* TEXTE EXTRAIT
========================================

Giuseppe Penone, échanges d’énergies et échanges de règnes 

Giuseppe Penone se joue des éléments et des matériaux. Il transmute le bois en bronze, le cuir en écorce, le marbre en épiderme. Il incise la veine de la pierre, donne souffle à la terre cuite, se couche dans le lit d’un ruisseau, présente une lecture organique et tactile du monde. Juché sur une nacelle dans les arbres, il frotte les feuilles pour obtenir des empreintes sur une toile posée à même le tronc. Prenant une boule de terre, il la modèle pour y laisser sa trace et ne faire qu’un avec elle. Il invente aussi des salles tapissées de feuilles de lauriers ou de thé qui fonctionnent comme des cocons chargés de senteurs. A travers l’exploration du toucher, mais aussi de l’odorat, il prodigue une pleine sensation de l’art.

« Comprendre ou créer une forme, c’est d’abord la toucher. Avec le regard, on peut se tromper. Si une chose brille, rien ne vous dit qu’elle brille vraiment, ou si c’est l’effet luisant de la pluie. Avec le toucher, on corrige les fausses interprétations de la vue », déclare-t-il tout en faisant voltiger ses mains devant un étrange tableau accroché au mur. Il s’agit en réalité d’une empreinte de lèvres qu’il a agrandie et reportée sur toile. « Pour évoquer la sensibilité des lèvres et les terminaisons nerveuses qu’elles contiennent, j’ai recouvert le dessin d’épines d’acacia. » L’œuvre appelle le contact tout autant qu’elle le rejette. Plus loin dans la pièce, deux arbres de marbre saignent sous l’assaut du bronze qui se patine.

Avec sa chevelure drue et ses épaules robustes, Giuseppe Penone est comme ses sculptures : il vieillit bien et se bonifie avec le temps.

========================================

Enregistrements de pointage
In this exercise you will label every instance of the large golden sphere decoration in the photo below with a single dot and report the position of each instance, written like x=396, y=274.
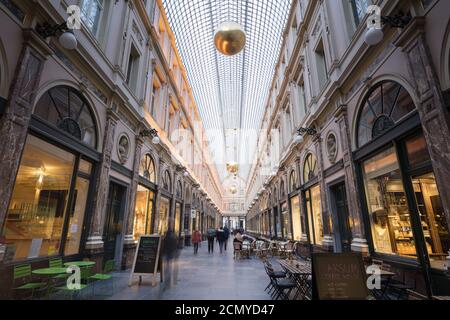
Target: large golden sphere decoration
x=229, y=38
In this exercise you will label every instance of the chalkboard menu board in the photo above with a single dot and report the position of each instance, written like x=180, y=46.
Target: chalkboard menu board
x=339, y=276
x=147, y=258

========================================

* PROBLÈMES À RÉSOUDRE
• 1. D'après le texte sur Giuseppe Penone, de quoi l'artiste a-t-il recouvert le dessin tiré d'une empreinte de lèvres ?
• 2. Reprenez le passage du texte sur Giuseppe Penone qui s'ouvre sur les mots « Giuseppe Penone se » et se ferme sur « sensation de l’art. », en substituant « torrent » à « ruisseau ».

* CORRIGÉ DES PROBLÈMES
• 1. D'épines d'acacia.

• 2.
Giuseppe Penone se joue des éléments et des matériaux. Il transmute le bois en bronze, le cuir en écorce, le marbre en épiderme. Il incise la veine de la pierre, donne souffle à la terre cuite, se couche dans le lit d’un torrent, présente une lecture organique et tactile du monde. Juché sur une nacelle dans les arbres, il frotte les feuilles pour obtenir des empreintes sur une toile posée à même le tronc. Prenant une boule de terre, il la modèle pour y laisser sa trace et ne faire qu’un avec elle. Il invente aussi des salles tapissées de feuilles de lauriers ou de thé qui fonctionnent comme des cocons chargés de senteurs. A travers l’exploration du toucher, mais aussi de l’odorat, il prodigue une pleine sensation de l’art.